A full, word-for-word copy of the listing below is needed; leave the images out of it.
+++
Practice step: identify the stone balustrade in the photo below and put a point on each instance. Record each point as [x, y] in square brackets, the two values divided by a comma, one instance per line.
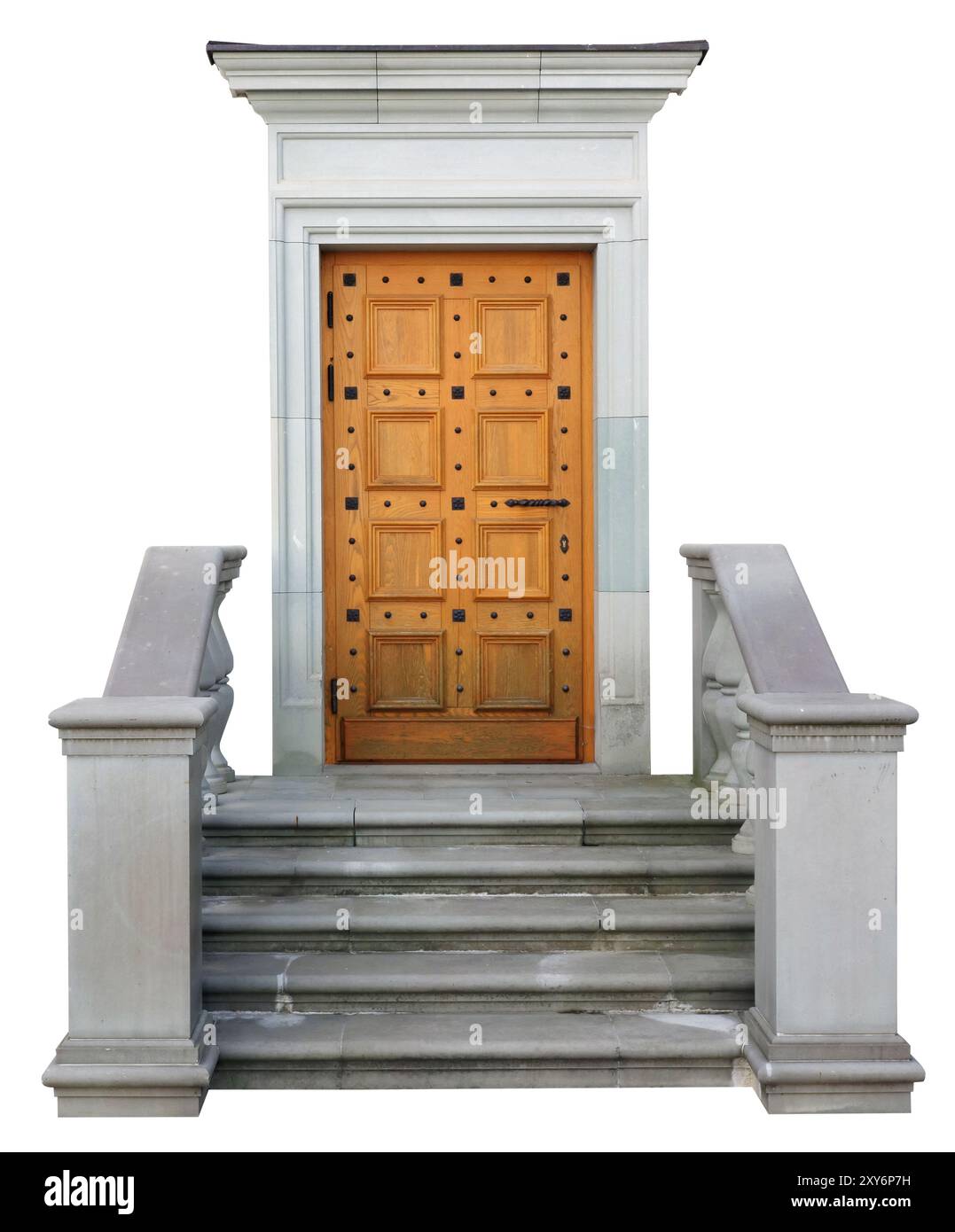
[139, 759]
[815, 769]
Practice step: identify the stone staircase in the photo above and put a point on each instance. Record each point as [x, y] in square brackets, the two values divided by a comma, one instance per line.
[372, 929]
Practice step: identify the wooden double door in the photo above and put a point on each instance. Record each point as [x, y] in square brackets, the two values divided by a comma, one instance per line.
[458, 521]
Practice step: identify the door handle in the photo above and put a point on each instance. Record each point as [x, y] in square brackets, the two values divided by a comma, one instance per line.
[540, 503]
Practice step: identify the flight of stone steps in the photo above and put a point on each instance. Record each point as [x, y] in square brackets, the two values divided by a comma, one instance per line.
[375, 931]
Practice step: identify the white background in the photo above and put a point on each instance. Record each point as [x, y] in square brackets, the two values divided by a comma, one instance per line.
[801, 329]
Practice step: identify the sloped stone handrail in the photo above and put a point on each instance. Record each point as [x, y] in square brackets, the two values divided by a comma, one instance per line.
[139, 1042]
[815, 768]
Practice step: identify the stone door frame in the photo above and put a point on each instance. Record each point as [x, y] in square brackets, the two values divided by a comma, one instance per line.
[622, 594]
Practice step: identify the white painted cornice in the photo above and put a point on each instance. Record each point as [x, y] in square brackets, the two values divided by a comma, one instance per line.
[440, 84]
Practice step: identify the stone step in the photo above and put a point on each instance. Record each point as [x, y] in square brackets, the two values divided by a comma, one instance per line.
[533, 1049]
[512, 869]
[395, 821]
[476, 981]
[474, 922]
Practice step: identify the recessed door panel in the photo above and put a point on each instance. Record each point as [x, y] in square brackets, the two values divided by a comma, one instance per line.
+++
Exercise response:
Practice step: identify the stone balustrade in the photo below and put a point on each instance. Record each point as [x, y] in square brackets, the two values divided by a comma, one instance per line.
[139, 759]
[815, 769]
Practice step: identify the stone staircase in the photo above and put a point on each instance. Record each point as [x, y] in square brackets, the two values divided by a comma, one instance per line.
[372, 929]
Practice step: identify the wooden double door in the photo above and put a point on each instance. Record each point as [x, y] in square brackets, the two values divided by a comma, one instance per line.
[458, 521]
Practice step: identify the door handle in the photo above and put a point on each instance. Record each point as [x, y] in square brackets, the two values divided by a comma, one instance per line.
[540, 503]
Practice step: identify the flight of stone steps in the photo above and put a point on each instance. Record each point as [x, y] in square brackets, the two values divided by a comma, one instance per line.
[375, 931]
Practice step: identify the white background in the photo above and put a point on each instance. Record each point as [x, y] in square brackets, the two values divided by a comma, one instance per line.
[801, 329]
Practice step: identify the sloped stone handrail in the photo above and put a point on each instance. Record each point as [x, y] in square brackets, the two values divided by a comma, one instance per line.
[139, 1042]
[815, 768]
Practice step: identify the stone door frame in the photo above and put a point on each instance. Record each point as [x, y] in square brackets, the two values divided by a comma, one instance per line.
[622, 594]
Practice step: identify the white painted cornice in the photo above and put a point on each instance. Record each point as [x, y] in square brackets, the two values divided by a comma, one instance per line.
[440, 84]
Practice step: identify the stone step in the photo above and put a point on each instance. Record each point as [x, y] in square brackets, the two values divided by a comma, one instance per line.
[533, 1049]
[512, 869]
[395, 821]
[476, 981]
[474, 922]
Practice step: identify the recessed door panel in the photo above and put a point on each instance. Record each point as [x, y] in square brackets, the two values divided by a comma, one instance per line.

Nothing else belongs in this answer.